● BRANO FORNITO:
Gli affreschi di Pietro da Cortona

Gli affreschi nel Palazzo Pitti

Pietro da Cortona nato come Pietro Berrettini (Cortona, 1º novembre 1596 – Roma, 16 maggio 1669)
 

Hans Geisenheimer, Pietro da Cortona e gli affreschi nel Palazzo Pitti, Firenze, Editrice L.S. Olschki, 1909


Quando, nel 1637, il cardinale Giulio Sacchetti partì da Roma per Bologna, ove doveva passare il suo triennio di Legato papale, condusse seco Pietro Berrettini, suo protetto, perchè questi approfittando di tale occasione acquistasse la conoscenza dell’arte bolognese e veneziana. Ma appena arrivato a Firenze, il pittore, che godeva già una certa fama specialmente per la grande opera commessagli dai Barberini - egli era allora occupato a dipingere tutto il soffitto del loro vasto Salone - fu richiesto dal giovane Granduca Ferdinando II di dargli nel Palazzo Pitti un saggio della sua arte di freschista. Così Pietro si mise subito all’ opera e, da Luglio a Ottobre del suddetto anno, eseguì i primi due degli affreschi che adornano le pareti della Camera della Stufa (V. Doc. A). Quindi fece il suo giro per l’Alta Italia e ritornò a Roma per terminare le pitture del Salone Barberini, a cui diede l’ultima mano verso la fine del 1639.

● RECORD FORNITI:
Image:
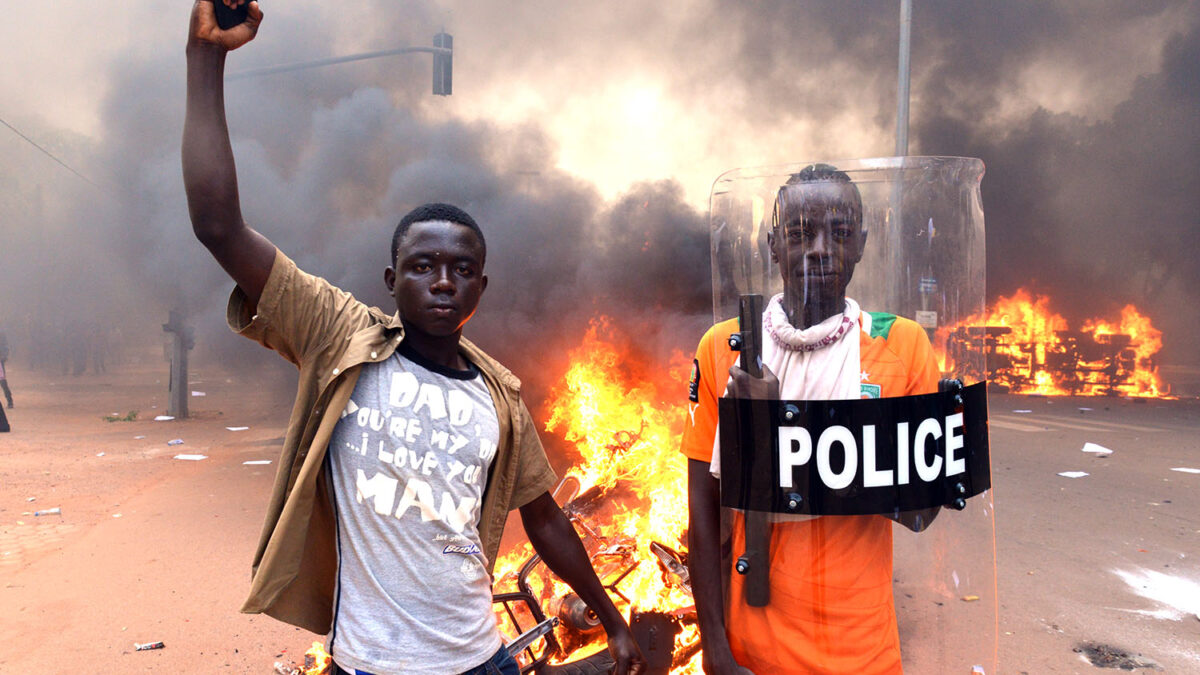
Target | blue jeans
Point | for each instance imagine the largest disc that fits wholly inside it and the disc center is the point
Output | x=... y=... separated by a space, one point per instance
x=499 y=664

==

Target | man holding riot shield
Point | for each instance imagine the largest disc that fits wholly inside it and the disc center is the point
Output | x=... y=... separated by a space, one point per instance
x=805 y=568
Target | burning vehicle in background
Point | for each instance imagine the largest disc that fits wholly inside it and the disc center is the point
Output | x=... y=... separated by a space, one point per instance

● OBIETTIVI:
- 1) Citare dal brano sugli affreschi di Pietro da Cortona il passo che comincia con "Gli affreschi di" e prosegue fino a "16 maggio 1669)".
- 2) Rispondere alle seguenti domande in base al brano sugli affreschi di Pietro da Cortona:
(a) In quale anno il cardinale Giulio Sacchetti partì da Roma per Bologna?
(b) Chi chiese al pittore un saggio della sua arte di freschista nel Palazzo Pitti?
(c) Verso quale momento il pittore diede l'ultima mano alle pitture del Salone Barberini?

● RISULTATI IN SEQUENZA:
- 1)
Gli affreschi di Pietro da Cortona

Gli affreschi nel Palazzo Pitti

Pietro da Cortona nato come Pietro Berrettini (Cortona, 1º novembre 1596 – Roma, 16 maggio 1669)

- 2)
(a) Nel 1637.
(b) Il giovane Granduca Ferdinando II.
(c) Verso la fine del 1639.